**EXERCISE INSTRUCTIONS:** List every line of the records that contains the string "apple", matching case exactly.

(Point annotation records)

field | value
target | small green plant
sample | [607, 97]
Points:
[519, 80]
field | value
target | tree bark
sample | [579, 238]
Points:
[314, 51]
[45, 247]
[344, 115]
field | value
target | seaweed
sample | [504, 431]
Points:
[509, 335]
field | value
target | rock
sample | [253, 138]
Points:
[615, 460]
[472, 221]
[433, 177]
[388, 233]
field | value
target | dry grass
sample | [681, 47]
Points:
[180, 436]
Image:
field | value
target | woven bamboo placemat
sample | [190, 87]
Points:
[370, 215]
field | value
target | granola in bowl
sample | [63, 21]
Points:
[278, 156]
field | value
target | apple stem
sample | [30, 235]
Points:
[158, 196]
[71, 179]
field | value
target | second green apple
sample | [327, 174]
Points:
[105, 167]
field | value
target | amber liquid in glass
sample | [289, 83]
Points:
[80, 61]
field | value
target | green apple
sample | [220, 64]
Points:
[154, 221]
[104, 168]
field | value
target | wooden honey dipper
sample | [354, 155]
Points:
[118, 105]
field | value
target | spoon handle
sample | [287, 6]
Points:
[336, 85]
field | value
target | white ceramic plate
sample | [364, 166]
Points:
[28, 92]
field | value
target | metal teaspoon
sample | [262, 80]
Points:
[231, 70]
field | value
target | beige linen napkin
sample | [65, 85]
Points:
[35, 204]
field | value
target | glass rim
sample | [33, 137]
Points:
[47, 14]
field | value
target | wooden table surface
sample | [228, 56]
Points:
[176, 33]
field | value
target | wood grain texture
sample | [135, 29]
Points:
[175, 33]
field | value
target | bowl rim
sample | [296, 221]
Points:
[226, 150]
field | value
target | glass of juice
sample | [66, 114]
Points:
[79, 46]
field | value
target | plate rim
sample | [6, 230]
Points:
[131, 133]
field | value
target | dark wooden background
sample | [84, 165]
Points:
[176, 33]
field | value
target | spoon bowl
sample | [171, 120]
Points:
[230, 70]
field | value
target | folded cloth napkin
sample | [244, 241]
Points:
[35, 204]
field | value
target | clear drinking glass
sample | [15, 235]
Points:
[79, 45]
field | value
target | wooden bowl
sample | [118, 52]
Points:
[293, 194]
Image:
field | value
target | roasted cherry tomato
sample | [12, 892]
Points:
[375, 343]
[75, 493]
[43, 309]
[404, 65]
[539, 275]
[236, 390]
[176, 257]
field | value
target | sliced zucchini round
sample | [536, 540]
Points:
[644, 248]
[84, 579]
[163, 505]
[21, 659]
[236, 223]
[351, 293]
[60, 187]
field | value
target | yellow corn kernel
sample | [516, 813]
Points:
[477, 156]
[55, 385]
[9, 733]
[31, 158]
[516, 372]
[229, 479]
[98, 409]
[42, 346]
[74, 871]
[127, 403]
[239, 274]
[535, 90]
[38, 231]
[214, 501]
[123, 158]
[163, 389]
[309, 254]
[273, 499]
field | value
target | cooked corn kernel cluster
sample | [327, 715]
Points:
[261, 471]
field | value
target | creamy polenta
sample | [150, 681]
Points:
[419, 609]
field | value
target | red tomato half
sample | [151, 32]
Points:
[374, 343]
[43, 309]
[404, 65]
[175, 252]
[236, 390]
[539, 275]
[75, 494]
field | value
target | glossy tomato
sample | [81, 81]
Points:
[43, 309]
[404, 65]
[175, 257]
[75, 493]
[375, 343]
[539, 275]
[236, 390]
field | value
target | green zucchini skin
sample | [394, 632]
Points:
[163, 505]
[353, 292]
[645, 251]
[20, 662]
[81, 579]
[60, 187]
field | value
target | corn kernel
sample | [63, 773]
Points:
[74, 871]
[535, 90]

**COMPLETE RESPONSE:**
target | apple stem
target | second green apple
target | green apple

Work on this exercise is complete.